## Items from a data source
◆ ◆ ◆ ◆ ◆ ◆ ◆

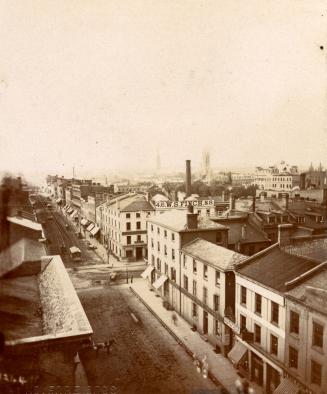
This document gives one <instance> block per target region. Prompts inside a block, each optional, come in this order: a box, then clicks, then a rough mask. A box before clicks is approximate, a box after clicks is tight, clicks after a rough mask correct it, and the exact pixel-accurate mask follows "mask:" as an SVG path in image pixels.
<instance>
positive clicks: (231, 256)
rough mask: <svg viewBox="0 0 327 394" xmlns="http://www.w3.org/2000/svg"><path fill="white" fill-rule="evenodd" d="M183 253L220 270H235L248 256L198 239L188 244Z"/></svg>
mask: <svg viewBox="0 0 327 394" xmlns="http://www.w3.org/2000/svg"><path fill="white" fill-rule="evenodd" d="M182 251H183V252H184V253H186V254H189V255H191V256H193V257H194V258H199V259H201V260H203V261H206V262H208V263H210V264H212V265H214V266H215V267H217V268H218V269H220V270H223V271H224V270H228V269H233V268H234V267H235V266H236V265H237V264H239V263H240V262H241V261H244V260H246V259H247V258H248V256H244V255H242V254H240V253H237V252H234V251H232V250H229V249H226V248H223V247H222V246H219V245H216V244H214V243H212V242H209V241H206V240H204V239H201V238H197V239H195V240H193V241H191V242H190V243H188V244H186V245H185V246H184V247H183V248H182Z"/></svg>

◆ ◆ ◆ ◆ ◆ ◆ ◆

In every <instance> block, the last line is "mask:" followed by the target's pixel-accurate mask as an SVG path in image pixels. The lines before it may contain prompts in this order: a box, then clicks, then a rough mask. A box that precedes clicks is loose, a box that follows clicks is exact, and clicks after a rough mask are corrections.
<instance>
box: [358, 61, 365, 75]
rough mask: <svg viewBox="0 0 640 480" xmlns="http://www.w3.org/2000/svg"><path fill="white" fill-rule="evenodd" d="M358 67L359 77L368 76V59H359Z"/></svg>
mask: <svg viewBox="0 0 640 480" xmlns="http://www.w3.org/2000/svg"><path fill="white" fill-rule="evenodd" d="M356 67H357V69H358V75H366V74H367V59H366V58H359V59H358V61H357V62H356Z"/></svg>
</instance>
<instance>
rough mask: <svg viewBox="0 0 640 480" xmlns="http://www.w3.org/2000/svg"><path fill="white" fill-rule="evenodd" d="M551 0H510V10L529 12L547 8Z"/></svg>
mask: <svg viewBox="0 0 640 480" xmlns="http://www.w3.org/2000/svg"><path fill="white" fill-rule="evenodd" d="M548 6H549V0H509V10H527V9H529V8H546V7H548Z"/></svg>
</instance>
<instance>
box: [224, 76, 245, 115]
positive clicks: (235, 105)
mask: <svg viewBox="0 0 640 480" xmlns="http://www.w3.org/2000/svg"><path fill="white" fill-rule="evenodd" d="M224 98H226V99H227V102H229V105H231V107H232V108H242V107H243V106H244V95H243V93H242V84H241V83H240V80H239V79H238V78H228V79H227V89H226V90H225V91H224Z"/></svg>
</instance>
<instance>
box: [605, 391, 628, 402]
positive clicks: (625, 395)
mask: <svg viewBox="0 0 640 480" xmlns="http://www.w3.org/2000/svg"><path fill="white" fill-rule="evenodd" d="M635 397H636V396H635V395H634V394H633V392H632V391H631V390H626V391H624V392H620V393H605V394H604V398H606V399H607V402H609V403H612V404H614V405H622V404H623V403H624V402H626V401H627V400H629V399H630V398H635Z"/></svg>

◆ ◆ ◆ ◆ ◆ ◆ ◆

Express the lines starting at the one that contains "This document gives" and ending at the one that contains "253L220 270H235L248 256L198" as a JSON list of strings, one string per line. Leave out any blank lines.

[
  "This document gives one <instance> block per target region. Prompts inside a block, each optional, come in this order: a box, then clicks, then a rough mask. A box before clicks is approximate, a box after clicks is tight, clicks after a rough mask correct it, and the exact pixel-accurate mask follows \"mask:\" as an SVG path in image pixels.",
  "<instance>",
  "positive clicks: (231, 256)",
  "rough mask: <svg viewBox=\"0 0 327 394\" xmlns=\"http://www.w3.org/2000/svg\"><path fill=\"white\" fill-rule=\"evenodd\" d=\"M183 253L220 270H235L248 256L198 239L188 244Z\"/></svg>"
]